» TASK ITEM: From the entries that follow, copy every line with the word "marker".

Records from a data collection
===============

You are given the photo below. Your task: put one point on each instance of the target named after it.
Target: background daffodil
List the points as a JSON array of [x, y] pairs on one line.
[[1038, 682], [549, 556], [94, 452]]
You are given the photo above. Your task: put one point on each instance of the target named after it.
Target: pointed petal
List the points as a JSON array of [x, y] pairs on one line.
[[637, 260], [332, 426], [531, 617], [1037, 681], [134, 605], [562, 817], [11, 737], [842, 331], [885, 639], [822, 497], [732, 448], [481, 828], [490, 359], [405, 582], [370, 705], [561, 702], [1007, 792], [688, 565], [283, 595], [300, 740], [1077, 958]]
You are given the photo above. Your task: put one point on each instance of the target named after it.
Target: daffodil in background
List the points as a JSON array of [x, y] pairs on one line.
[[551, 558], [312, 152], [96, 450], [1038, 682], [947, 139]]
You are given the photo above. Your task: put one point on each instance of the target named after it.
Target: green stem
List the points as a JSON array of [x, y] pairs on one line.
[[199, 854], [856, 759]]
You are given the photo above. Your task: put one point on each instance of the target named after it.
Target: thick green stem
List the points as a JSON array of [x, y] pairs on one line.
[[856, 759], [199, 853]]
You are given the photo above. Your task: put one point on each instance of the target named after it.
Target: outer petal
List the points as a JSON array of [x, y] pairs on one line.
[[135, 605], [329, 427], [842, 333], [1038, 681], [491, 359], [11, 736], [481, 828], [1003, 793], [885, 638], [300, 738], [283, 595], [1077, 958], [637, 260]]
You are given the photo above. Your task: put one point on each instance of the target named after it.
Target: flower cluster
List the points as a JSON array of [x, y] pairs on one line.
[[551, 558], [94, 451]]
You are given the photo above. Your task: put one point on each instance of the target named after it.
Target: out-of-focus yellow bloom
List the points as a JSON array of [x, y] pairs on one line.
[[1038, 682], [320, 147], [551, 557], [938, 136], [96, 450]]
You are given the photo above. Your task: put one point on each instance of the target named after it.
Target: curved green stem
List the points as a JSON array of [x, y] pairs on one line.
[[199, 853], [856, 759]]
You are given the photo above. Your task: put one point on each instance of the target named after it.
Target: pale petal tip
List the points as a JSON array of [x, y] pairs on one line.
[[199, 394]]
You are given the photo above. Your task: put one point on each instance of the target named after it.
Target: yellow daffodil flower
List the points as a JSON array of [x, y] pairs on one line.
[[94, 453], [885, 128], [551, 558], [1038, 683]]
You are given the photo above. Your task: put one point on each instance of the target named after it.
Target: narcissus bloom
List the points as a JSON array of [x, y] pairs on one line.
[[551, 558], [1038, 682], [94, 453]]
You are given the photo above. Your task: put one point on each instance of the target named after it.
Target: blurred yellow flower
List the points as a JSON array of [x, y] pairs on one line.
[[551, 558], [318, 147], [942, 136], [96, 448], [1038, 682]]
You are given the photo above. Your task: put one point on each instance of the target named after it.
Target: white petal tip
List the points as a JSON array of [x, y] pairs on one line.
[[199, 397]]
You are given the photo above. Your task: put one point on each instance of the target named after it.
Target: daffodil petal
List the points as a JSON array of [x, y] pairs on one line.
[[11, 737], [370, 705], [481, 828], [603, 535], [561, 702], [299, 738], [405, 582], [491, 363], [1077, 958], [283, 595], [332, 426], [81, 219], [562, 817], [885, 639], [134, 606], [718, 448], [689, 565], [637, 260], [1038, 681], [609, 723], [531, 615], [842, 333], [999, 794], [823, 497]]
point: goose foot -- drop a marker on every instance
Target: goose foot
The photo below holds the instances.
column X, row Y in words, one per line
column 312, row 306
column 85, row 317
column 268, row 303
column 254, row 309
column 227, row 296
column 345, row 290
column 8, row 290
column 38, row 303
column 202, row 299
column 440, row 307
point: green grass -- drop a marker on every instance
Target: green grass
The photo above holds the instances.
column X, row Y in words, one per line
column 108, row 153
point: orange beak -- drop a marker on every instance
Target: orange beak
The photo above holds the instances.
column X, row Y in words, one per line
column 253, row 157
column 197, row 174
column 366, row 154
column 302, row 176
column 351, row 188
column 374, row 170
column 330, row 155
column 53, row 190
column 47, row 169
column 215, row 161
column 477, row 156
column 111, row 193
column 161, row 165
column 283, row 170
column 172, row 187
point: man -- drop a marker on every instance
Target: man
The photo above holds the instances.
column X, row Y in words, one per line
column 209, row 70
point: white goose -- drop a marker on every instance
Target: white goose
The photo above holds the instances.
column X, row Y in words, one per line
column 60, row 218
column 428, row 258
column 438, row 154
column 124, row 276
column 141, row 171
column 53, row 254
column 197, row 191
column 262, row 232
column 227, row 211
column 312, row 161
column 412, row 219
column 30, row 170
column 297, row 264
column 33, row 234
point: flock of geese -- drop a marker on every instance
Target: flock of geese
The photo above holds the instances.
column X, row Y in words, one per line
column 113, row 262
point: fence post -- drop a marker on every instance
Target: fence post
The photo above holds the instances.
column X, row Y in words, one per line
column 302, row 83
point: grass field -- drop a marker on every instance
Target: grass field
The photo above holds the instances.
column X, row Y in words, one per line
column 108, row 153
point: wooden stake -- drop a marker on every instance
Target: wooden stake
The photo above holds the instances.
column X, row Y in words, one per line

===============

» RESULT OF THE EXERCISE:
point: goose foot -- drop a marker on every instance
point: green grass -- drop a marker on every instance
point: orange beak -- drop a marker on every instance
point: man -- drop a marker on every instance
point: white goose -- drop a marker on every instance
point: flock of geese -- drop a marker on every instance
point: fence post -- drop a marker on every instance
point: grass field -- drop a marker on every instance
point: wooden stake -- drop a marker on every instance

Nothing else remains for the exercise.